Exercise task - Write out the passage of the comment thread that begins at the words "This is bullshit." and stops after "and bent truth.", word for word.

Reading text -
|---|

This is bullshit. Establishing intent is not "targeting" someone. Of all the things to get upset about in this case, this has got to be the least worthy. It is the wrongest of wrong trees to be barking up.
He was caught doing 'A'. He had previously written a manifesto that describes it as a moral imperative[1] to do 'A then B'. The prosecution believed that this established his intent[2] to do 'B'.
This is not an unreasonable conclusion. You don't have to respect or agree with any part of the prosecution to understand this. You don't have to believe that it was his actual intent to understand that it's not out of line to draw that conclusion from those facts.
Please, if you care about this case, don't waste energy on linkbait and bent truth.
I believe your answer, while correct as to matters of law, is actually missing the essential point. The fundamental issue is the morality of the prosecution of Aaron Swartz, not whether the legal team conducting the prosecution was following the rules of law. It is undoubtedly true that they were.
The reason people care so much about this issue is that many of us feel it shows that the current method of applying the rule of law produces bad and immoral consequences. Yes, it is true that Mr. Swartz's previous writings may establish intent in a way that is relevant to criminal prosecution. It is also true - and I believe an ultimately more significant matter - that this case demonstrates that "writing about what you believe" may indeed place you in greater criminal jeopardy, and that consequence of the "rule of law" as it was enforced in this case may cause more harm to society than the "evils" the laws were intended to prevent.
In other words, the significance of this case is that it shows our current methods of applying the laws may have negative consequences. Saying "the prosecution was applying the law correctly" is not relevant to the question: does this case show that we should change the laws, and how they are applied?
If I write about doing A then B, and I do A, and it's a crime to do A with intent to do B, then the only moral issue is whether it should be a a crime to do A then B. Using the writing as evidence of intent to do B isn't just "our current method of applying the law" or a bit of hyper-technical lawyering--it's obvious and common sense. Even a child will infer your intent from the things you say you are going to do.
Except A without B isn't a felony worthy of federal charges.

|---|

Given information -

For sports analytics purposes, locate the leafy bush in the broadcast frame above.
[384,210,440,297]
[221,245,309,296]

|---|

Exercise output -
This is bullshit. Establishing intent is not "targeting" someone. Of all the things to get upset about in this case, this has got to be the least worthy. It is the wrongest of wrong trees to be barking up.
He was caught doing 'A'. He had previously written a manifesto that describes it as a moral imperative[1] to do 'A then B'. The prosecution believed that this established his intent[2] to do 'B'.
This is not an unreasonable conclusion. You don't have to respect or agree with any part of the prosecution to understand this. You don't have to believe that it was his actual intent to understand that it's not out of line to draw that conclusion from those facts.
Please, if you care about this case, don't waste energy on linkbait and bent truth.